_Stated goal 1_
Return the part of the performance report starting at "Published 25 June" and ending at "during the quarter.", copied word for word.
--- Begin Document ---
Performance Report Q4 2025-26

Published 25 June 2026

Applies to England, Northern Ireland and Wales

1. Summary

1.1      Q4 performance across the Food Standards Agency remained broadly strong despite sustained work pressures.  High volumes of food and feed safety incidents have been managed effectively, including our ongoing response to a non-routine infant formula incident arising in January 2026.  Trade and International activity also remained broadly on track, despite resource pressures associated with audit delivery.  Local authority delivery continues to present a persistent area of risk.  Elsewhere, delivery across regulated products reflected the Sanitary and Phytosanitary (SPS) context, and a significant level of communications activity focused on incident response and consumer engagement was sustained during the quarter.

2. Introduction

2.1      The performance dashboard supports the Committee in scrutinising quarterly performance and monitoring key risks, escalating issues where needed.  The Committee is invited to review this update, which should be read in conjunction with the slides.

3. Evidence and Discussion – Key themes and insights:

3.1      Market Authorisations of Regulated Products

a.    The caseload reduced from 417 to 404.  17 contacts were received, which is the lowest since the service began and notably, only one since the Defra announcement on UK-EU SPS agreement on 9 March.  This quarter we concluded 17 safety assessments, seven applications were authorised, and a further 21 applications exited the service via invalidation and withdrawal routes.  We are actively progressing around 85 applications in accordance with the prioritisation principles agreed by the FSA and Food Standards Scotland (FSS) Boards and Health Ministers in December 2025.
--- End Document ---
--- Begin Source material ---
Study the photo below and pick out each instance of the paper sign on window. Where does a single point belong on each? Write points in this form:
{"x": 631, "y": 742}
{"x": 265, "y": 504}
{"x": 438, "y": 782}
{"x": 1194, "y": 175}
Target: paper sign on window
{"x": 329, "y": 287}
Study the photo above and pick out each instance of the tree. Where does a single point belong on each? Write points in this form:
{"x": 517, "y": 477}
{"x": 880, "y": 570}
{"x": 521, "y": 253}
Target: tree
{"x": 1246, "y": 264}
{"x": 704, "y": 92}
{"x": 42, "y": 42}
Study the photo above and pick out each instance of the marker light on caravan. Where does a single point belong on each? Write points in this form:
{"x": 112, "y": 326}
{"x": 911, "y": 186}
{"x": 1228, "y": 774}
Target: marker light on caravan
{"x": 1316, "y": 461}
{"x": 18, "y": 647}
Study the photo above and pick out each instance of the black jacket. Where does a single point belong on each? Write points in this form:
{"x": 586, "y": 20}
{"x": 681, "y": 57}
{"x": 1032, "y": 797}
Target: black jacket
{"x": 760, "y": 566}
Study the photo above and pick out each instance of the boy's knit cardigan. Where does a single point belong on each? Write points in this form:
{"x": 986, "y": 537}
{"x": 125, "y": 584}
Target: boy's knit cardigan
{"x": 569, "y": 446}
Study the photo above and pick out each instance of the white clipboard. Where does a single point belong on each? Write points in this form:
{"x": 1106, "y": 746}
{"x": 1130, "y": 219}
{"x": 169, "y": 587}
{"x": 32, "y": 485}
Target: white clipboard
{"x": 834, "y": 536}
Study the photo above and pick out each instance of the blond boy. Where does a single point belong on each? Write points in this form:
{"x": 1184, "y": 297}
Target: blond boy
--- End Source material ---
_Stated goal 2_
Select each line of the records that contains the word "caravan" and copy those lines in full.

_Result 1_
Published 25 June 2026

Applies to England, Northern Ireland and Wales

1. Summary

1.1      Q4 performance across the Food Standards Agency remained broadly strong despite sustained work pressures.  High volumes of food and feed safety incidents have been managed effectively, including our ongoing response to a non-routine infant formula incident arising in January 2026.  Trade and International activity also remained broadly on track, despite resource pressures associated with audit delivery.  Local authority delivery continues to present a persistent area of risk.  Elsewhere, delivery across regulated products reflected the Sanitary and Phytosanitary (SPS) context, and a significant level of communications activity focused on incident response and consumer engagement was sustained during the quarter.

_Result 2_
Study the photo above and pick out each instance of the marker light on caravan. Where does a single point belong on each? Write points in this form:
Target: marker light on caravan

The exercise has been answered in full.